• 提供的文章
- - -

各类投资项目主要聚焦于基础设施、产业工程、民生等三大领域进行投资。其中基础设施是各省投资规划的重心,当中又尤以交通类基础设施为重中之重,“铁公基”为代表的老基建仍是各地扩大投资规模、短期刺激经济的重要手段。
根据年初各省公布的《重点项目清单》统计,全国共有约2.7万个投资项目,规划投资总规模达到近50万亿元,其中2020年年内投资总规模达到8.4万亿元。多个省份在疫情之后又相继公布增补清单及调整清单。最终2020年年投资额超过10万亿元。根据不完全统计,已有21个省份公布上半年重点项目进展情况,共计完成投资5.1万亿元。据不完全统计,其中“新基建”相关项目占项目总数的14%左右。
各省都对新基建高度重视。全国有13个省份编制了新基建专项政策,另有16个省份编制了涉及新基建的发展政策。在全国重点城市中,也有12个城市(广州、深圳、成都、昆明、银川、武汉、合肥、宁波、福州、厦门、长沙和三亚)专门编制了新基建专项政策。
各地在“新基建”重点领域布局的过程中,基于各地经济发展水平、要素投入以及资源禀赋,结合自身产业特点,实行差异化布局。
清华大学互联网产业研究院《中国新基建竞争力指数白皮书(2020)》,将中国31个省份的新基建竞争力差异以指数的形式量化。
报告显示,东部地区新基建竞争力指数为81.2,依靠资金、产业、科技等先发优势,实现新型基础设施率先发展,并逐步迈向国际一流水平。其中北京的新基建竞争力指数达90.1,新基建瞄准科技创新生态圈,定位是“建成网络基础稳固、数据智能融合、产业生态完善、平台创新活跃、应用智慧丰富、安全可信可控、具有国际领先水平的新型基础设施”。上海新基建竞争力指数为86.1,凭借国际化视野,定位是新基建的“规模和创新能级迈向国际一流水平,高速、泛在、融合、智敏”。广州则重在“精益服务、低使用成本”。
作为全国最早发展数字经济的城市之一,深圳的定位是“位居全球前列,数字化、网络化、智能化与经济社会发展深度融合”,打造全球数字经济样板的全场景智慧城市。
与东部相比,中部与西部新基建竞争力水平较低,分别为75.0和71.7,但两地区均能因地制宜,实现差异化发展。
中部重在承接产业转移,培育新兴产业快速成长。如河南以建设国家大数据(河南)综合试验区为契机,大力推进5G网络建设,河南《加快5G产业发展三年行动计划(2020—2022年)》是全国第一个5G产业发展行动方案。
西部则凭借能源优势,发展数据中心等高耗能产业,尤其是水电、风电丰富的省份。其中四川大数据产业集聚区初具规模,2020年产值规模有望突破1000亿元,成为全省新兴支柱产业。贵州一直将大数据作为转型升级的重要引擎,成为国家首个大数据综合实验区。

- - -

某数据集中的记录
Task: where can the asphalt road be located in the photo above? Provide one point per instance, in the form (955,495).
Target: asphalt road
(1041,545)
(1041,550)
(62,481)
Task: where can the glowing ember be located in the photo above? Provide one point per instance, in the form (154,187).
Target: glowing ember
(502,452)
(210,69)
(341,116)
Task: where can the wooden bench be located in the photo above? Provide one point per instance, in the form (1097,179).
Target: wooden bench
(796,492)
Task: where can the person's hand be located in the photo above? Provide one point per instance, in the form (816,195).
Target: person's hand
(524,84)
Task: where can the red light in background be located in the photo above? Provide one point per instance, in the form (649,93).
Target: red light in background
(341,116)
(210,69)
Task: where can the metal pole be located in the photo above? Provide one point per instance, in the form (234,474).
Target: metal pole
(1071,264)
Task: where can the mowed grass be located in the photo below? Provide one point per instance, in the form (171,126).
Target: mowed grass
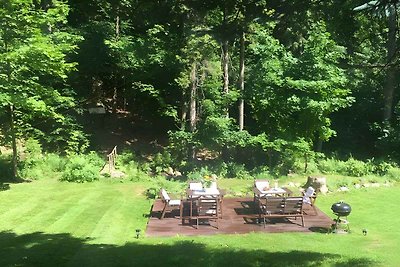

- - -

• 待做任务
1. 对照这篇关于新基建的文章,判断下面三句话是否与原文一致,每句回答“是”或“否”,并照抄原文中起决定作用的词句:(a) 全国有13个省份编制了新基建专项政策;(b) 中部地区的新基建竞争力指数高于东部地区;(c) 贵州成为国家首个大数据综合实验区。
2. 从这篇关于新基建的文章的最后一句之后接着往下写一段。
这些记录取自别的来源。

• 作答内容
1.
(a) 是。原文:“全国有13个省份编制了新基建专项政策”
(b) 否。原文:“东部地区新基建竞争力指数为81.2”;“中部与西部新基建竞争力水平较低,分别为75.0和71.7”
(c) 是。原文:“成为国家首个大数据综合实验区”

2.
此外,部分省份借力区域一体化等重大战略加强布局。河北依托京津冀一体化战略,发展京津冀大数据综合试验区成效显著,张家口、承德、廊坊等大数据示范区初步建成。长三角三省一市依托一体化战略,发展数字经济。全国首个跨省5G视频通话正是在上海、苏州、杭州、合肥四城实现互联。
数字生产力核心
在数字经济时代,数据常被比喻为工业时代的石油,因为二者都可被视为生产的投入品;而算力相当于生产率,是加工(处理)投入品(数据)的能力。构建强大的基础算力,方能夯实新型基础设施的底座,保障中国数字经济高质量、可持续发展。
在华为看来,联接和计算是数字经济的基础,也是“新基建”的核心所在。5G、物联网是联接,云计算、AI代表计算,一体化大数据中心代表数据,联接的密度乘以计算的精度再乘以数据的广度,就是数字经济的强度,它们的融合将产生聚变。
算力需要物质的载体来实现,数据中心就是载体。2020年5月,国家发改委明确提及,中国将实施全国一体化大数据中心建设重大工程,布局10个左右区域级数据中心集群和智能计算中心。
目前,数据中心的概念不断外延,从以前单指互联网数据中心(IDC),到现在以数据为基本管理对象,融合IDC、云计算、人工智能等技术于一体,成为集数据、算力、算法三大要素于一身的数据基础设施,为“新基建”运行提供数据存储、计算处理、数据应用等不同服务。
2019年中国数据中心数量大约有7.4万个,全球占比为23%。各方均倾向通过规模化建设以避免盲目建设和重复投资,数据中心大型化、规模化将成为大势所趋。2019年中国有超大型数据中心48个,占全球总数(504个)比重约为10%,与美国仍有较大差距。
数据中心的分布主要由需求驱动。由于大部分数据中心的客户和服务都集中在沿海地区和经济发达城市,国内的数据中心主要集中在京津冀城市群、长三角城市群、粤港澳大湾区等地区,三者占据半数以上的市场份额。其中,一体化大数据中心多布局在上海、北京、深圳、广州。这几大一线城市均在各自的新基建规划中表示,要建设超算中心、高性能计算、新型数据中心。
而数据处理包括在线和离线两种类型。其中离线数据处理要求相对较低,适合西部面积较大能源又比较集中的省份,可以专门支持一些离线型或备份型的应用。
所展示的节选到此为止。